▶ **PROVIDED DATA**

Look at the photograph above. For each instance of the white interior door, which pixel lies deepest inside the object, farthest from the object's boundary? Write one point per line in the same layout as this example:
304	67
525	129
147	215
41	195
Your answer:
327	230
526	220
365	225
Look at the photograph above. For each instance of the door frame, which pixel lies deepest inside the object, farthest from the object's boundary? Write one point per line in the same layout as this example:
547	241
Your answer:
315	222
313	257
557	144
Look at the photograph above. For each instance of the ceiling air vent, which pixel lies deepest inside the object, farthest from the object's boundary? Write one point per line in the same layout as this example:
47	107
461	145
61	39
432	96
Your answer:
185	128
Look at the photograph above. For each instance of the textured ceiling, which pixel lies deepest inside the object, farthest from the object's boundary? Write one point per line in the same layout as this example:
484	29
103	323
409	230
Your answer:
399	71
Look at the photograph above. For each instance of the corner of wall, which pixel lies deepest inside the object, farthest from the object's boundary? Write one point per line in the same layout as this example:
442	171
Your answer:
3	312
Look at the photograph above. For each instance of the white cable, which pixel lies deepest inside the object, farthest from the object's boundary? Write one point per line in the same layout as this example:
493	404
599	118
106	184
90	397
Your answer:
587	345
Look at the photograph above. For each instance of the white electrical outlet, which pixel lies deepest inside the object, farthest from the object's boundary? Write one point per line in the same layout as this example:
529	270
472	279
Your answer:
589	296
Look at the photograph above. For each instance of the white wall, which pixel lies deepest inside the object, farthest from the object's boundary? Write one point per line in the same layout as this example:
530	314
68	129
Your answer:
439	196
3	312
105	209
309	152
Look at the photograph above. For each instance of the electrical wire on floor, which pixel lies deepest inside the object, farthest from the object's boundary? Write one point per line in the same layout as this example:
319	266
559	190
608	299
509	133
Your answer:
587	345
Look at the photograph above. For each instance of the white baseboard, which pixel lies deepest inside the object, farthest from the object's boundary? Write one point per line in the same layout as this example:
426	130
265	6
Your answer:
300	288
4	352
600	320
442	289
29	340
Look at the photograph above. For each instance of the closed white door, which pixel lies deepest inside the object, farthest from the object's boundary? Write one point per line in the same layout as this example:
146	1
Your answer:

▶ **TO DO**
In the material above, find each line that contains the word "electrical", and select it.

▶ **TASK OUTPUT**
Look at the photograph above. For each instance of the white electrical outlet, which pixel lies deepest inside the object, farthest from the object's boundary? Write one point per line in the same layout as this example:
Look at the photograph above. For each instance of the electrical wire on floor, which pixel lies deepest inside the object, farthest from the object's boundary? Write one point per line in the same layout as this example:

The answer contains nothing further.